Rows -
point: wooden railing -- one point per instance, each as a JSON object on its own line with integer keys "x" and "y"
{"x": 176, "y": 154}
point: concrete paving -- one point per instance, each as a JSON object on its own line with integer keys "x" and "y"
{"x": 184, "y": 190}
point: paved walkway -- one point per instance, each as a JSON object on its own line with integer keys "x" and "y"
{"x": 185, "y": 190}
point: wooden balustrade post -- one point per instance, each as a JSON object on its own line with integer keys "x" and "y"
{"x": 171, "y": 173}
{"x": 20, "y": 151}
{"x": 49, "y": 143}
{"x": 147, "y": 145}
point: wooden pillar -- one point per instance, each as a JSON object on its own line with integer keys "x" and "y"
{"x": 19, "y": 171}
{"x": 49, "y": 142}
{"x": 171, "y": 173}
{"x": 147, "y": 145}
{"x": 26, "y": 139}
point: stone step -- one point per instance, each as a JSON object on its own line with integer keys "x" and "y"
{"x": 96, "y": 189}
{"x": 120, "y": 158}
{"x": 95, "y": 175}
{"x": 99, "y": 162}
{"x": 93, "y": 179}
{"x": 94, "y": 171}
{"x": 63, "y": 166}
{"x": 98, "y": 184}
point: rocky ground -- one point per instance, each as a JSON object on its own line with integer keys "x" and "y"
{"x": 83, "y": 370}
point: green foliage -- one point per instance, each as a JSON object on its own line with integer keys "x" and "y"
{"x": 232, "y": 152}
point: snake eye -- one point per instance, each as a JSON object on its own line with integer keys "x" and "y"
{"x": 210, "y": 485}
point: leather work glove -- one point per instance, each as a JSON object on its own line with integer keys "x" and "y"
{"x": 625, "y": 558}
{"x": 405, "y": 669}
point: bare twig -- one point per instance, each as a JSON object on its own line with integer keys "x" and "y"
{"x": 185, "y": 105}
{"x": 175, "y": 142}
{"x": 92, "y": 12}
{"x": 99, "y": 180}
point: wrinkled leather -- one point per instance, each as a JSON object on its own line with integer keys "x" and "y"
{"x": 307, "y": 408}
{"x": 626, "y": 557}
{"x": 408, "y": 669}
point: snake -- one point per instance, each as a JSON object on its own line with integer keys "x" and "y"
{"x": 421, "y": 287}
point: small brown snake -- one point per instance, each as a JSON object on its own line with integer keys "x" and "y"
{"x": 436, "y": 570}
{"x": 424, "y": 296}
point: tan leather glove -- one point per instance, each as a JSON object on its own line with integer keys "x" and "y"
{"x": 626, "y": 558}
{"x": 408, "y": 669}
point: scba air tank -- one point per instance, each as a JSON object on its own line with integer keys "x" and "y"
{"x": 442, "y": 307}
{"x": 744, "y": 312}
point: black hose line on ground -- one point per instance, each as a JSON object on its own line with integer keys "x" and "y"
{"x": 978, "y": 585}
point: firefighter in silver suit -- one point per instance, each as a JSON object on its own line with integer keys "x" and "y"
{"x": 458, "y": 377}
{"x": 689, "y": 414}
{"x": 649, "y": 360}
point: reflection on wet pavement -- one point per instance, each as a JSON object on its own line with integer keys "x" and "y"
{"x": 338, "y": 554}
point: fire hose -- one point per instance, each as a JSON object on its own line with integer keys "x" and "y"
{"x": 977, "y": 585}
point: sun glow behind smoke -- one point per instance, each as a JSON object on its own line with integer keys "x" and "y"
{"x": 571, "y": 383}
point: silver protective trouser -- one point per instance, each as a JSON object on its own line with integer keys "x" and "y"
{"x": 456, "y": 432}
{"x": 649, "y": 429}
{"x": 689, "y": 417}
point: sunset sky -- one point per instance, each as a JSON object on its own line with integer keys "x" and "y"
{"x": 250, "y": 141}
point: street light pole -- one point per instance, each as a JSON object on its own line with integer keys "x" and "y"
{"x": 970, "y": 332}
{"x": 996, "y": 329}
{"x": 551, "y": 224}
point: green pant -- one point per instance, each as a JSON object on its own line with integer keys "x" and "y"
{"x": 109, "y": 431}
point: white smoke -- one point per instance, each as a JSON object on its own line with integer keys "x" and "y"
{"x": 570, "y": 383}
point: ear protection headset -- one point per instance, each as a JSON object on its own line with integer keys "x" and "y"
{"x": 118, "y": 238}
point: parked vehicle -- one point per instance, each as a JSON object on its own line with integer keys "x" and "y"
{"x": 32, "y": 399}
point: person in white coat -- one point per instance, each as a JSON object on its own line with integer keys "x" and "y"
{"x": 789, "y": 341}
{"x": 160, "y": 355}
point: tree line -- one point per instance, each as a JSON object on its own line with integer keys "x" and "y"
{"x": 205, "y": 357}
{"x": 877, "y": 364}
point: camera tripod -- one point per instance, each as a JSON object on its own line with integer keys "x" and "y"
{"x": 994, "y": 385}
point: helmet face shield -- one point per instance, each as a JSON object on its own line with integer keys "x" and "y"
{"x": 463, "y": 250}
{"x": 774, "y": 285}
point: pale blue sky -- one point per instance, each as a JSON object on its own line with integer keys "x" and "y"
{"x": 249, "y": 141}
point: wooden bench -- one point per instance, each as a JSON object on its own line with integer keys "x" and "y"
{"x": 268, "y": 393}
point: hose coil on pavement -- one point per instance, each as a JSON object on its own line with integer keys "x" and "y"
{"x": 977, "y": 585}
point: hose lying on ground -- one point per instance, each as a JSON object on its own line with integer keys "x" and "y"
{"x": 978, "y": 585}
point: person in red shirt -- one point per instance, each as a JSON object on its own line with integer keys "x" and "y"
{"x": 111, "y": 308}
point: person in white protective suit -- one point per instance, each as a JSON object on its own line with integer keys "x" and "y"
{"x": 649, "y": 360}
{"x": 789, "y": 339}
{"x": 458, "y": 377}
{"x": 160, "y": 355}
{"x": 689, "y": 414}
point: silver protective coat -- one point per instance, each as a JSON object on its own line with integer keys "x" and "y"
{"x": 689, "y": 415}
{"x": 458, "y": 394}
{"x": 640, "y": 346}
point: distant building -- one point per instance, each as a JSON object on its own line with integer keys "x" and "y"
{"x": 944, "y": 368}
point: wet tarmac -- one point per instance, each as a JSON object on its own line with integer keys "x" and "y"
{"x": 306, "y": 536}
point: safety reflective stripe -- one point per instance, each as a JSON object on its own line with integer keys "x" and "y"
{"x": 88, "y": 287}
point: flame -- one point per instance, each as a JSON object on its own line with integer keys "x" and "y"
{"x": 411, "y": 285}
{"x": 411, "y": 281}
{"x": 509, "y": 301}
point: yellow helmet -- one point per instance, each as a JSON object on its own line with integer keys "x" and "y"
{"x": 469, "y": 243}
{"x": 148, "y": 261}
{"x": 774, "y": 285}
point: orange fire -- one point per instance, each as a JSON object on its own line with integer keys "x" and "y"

Your task -
Rescale the items from the line containing "point: yellow helmet" through the last line of the items, rewriting every line, requests included. Multiply each point coordinate by 0.35 and round it to a whole number, with halves rounded up.

Exercise output -
point: yellow helmet -- one point per instance, each as a JSON object on its own line with integer keys "x" and "y"
{"x": 164, "y": 85}
{"x": 52, "y": 91}
{"x": 271, "y": 100}
point: orange fire -- one point per instance, each as a JSON object on its own line with integer keys "x" and "y"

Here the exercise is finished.